[Stated goal]: Count the lines in the listing below that contain the string "garage". Reply with the number alone.

[Recorded data]:

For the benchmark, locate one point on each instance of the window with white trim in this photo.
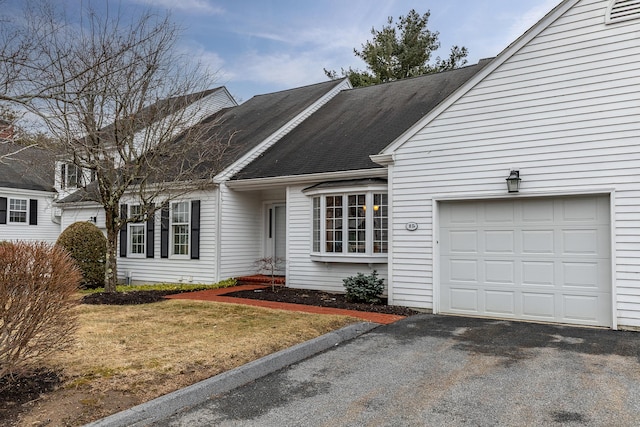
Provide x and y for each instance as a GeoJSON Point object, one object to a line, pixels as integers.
{"type": "Point", "coordinates": [70, 176]}
{"type": "Point", "coordinates": [137, 231]}
{"type": "Point", "coordinates": [180, 226]}
{"type": "Point", "coordinates": [18, 210]}
{"type": "Point", "coordinates": [350, 224]}
{"type": "Point", "coordinates": [622, 10]}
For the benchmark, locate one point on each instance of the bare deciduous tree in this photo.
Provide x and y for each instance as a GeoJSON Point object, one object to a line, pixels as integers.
{"type": "Point", "coordinates": [124, 104]}
{"type": "Point", "coordinates": [38, 284]}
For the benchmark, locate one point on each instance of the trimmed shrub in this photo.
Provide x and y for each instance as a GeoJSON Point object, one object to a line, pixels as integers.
{"type": "Point", "coordinates": [364, 288]}
{"type": "Point", "coordinates": [88, 247]}
{"type": "Point", "coordinates": [38, 285]}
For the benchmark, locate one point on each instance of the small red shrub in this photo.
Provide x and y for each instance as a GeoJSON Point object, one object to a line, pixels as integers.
{"type": "Point", "coordinates": [37, 286]}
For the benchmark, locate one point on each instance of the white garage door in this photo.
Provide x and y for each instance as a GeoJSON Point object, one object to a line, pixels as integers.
{"type": "Point", "coordinates": [542, 259]}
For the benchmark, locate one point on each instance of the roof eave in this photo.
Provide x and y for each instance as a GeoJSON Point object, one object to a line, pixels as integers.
{"type": "Point", "coordinates": [264, 183]}
{"type": "Point", "coordinates": [502, 57]}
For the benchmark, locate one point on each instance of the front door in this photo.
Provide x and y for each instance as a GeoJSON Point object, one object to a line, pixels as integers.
{"type": "Point", "coordinates": [276, 236]}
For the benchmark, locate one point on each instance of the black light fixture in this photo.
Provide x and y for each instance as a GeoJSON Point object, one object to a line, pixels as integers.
{"type": "Point", "coordinates": [513, 182]}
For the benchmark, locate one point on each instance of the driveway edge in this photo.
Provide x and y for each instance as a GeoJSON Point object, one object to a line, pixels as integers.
{"type": "Point", "coordinates": [169, 404]}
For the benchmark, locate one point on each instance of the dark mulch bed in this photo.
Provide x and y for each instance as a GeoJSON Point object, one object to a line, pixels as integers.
{"type": "Point", "coordinates": [19, 391]}
{"type": "Point", "coordinates": [320, 299]}
{"type": "Point", "coordinates": [279, 294]}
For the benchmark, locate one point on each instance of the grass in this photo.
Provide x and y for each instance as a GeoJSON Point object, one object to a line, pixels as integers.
{"type": "Point", "coordinates": [179, 287]}
{"type": "Point", "coordinates": [126, 355]}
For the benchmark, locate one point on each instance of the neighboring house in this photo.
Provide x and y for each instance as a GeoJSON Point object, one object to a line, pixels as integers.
{"type": "Point", "coordinates": [409, 178]}
{"type": "Point", "coordinates": [325, 202]}
{"type": "Point", "coordinates": [561, 105]}
{"type": "Point", "coordinates": [26, 194]}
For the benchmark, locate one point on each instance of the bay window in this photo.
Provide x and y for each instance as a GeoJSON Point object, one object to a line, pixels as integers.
{"type": "Point", "coordinates": [350, 225]}
{"type": "Point", "coordinates": [180, 228]}
{"type": "Point", "coordinates": [137, 232]}
{"type": "Point", "coordinates": [18, 210]}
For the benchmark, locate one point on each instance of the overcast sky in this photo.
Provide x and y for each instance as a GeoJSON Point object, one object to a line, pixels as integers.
{"type": "Point", "coordinates": [261, 46]}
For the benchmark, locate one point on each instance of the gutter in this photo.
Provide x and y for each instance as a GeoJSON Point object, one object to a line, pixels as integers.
{"type": "Point", "coordinates": [263, 183]}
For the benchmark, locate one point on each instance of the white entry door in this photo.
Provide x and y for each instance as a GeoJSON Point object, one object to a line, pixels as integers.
{"type": "Point", "coordinates": [276, 236]}
{"type": "Point", "coordinates": [542, 259]}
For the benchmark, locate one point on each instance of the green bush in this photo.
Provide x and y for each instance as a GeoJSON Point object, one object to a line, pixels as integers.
{"type": "Point", "coordinates": [88, 247]}
{"type": "Point", "coordinates": [364, 288]}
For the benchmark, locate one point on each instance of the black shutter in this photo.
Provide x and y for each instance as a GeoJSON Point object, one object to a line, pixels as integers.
{"type": "Point", "coordinates": [123, 231]}
{"type": "Point", "coordinates": [151, 223]}
{"type": "Point", "coordinates": [33, 212]}
{"type": "Point", "coordinates": [63, 175]}
{"type": "Point", "coordinates": [195, 229]}
{"type": "Point", "coordinates": [3, 210]}
{"type": "Point", "coordinates": [164, 232]}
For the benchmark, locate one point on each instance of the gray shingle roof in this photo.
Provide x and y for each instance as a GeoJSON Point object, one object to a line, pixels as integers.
{"type": "Point", "coordinates": [29, 169]}
{"type": "Point", "coordinates": [247, 125]}
{"type": "Point", "coordinates": [356, 123]}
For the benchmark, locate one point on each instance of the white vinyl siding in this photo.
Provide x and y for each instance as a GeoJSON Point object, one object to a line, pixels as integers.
{"type": "Point", "coordinates": [302, 271]}
{"type": "Point", "coordinates": [180, 228]}
{"type": "Point", "coordinates": [47, 230]}
{"type": "Point", "coordinates": [540, 259]}
{"type": "Point", "coordinates": [18, 211]}
{"type": "Point", "coordinates": [564, 111]}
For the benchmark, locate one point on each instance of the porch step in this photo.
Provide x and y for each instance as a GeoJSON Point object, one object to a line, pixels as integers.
{"type": "Point", "coordinates": [261, 279]}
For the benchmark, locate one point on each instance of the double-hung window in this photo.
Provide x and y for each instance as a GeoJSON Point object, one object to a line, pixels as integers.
{"type": "Point", "coordinates": [70, 176]}
{"type": "Point", "coordinates": [18, 211]}
{"type": "Point", "coordinates": [349, 225]}
{"type": "Point", "coordinates": [137, 228]}
{"type": "Point", "coordinates": [180, 227]}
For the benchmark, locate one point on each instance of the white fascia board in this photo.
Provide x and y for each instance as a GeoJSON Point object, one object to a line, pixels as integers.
{"type": "Point", "coordinates": [502, 57]}
{"type": "Point", "coordinates": [10, 191]}
{"type": "Point", "coordinates": [383, 159]}
{"type": "Point", "coordinates": [260, 148]}
{"type": "Point", "coordinates": [264, 183]}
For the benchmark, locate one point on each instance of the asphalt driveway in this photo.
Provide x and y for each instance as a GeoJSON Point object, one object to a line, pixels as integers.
{"type": "Point", "coordinates": [446, 371]}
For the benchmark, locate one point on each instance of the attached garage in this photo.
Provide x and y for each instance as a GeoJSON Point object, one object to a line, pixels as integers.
{"type": "Point", "coordinates": [538, 259]}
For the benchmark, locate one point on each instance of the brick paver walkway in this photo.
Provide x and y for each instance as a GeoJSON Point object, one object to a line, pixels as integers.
{"type": "Point", "coordinates": [216, 295]}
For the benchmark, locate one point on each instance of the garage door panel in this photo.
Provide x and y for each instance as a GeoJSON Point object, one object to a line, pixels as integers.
{"type": "Point", "coordinates": [501, 212]}
{"type": "Point", "coordinates": [537, 211]}
{"type": "Point", "coordinates": [463, 241]}
{"type": "Point", "coordinates": [580, 308]}
{"type": "Point", "coordinates": [464, 300]}
{"type": "Point", "coordinates": [538, 273]}
{"type": "Point", "coordinates": [544, 259]}
{"type": "Point", "coordinates": [583, 275]}
{"type": "Point", "coordinates": [538, 242]}
{"type": "Point", "coordinates": [463, 270]}
{"type": "Point", "coordinates": [580, 242]}
{"type": "Point", "coordinates": [538, 305]}
{"type": "Point", "coordinates": [501, 303]}
{"type": "Point", "coordinates": [580, 210]}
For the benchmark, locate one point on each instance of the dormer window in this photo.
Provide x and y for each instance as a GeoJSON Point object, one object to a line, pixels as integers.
{"type": "Point", "coordinates": [622, 10]}
{"type": "Point", "coordinates": [69, 176]}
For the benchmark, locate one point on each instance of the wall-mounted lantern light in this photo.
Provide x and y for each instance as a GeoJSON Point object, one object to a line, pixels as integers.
{"type": "Point", "coordinates": [513, 182]}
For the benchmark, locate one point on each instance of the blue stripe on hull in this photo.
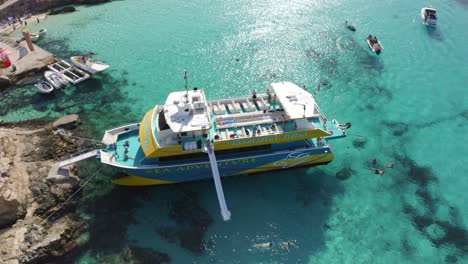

[Exercise output]: 3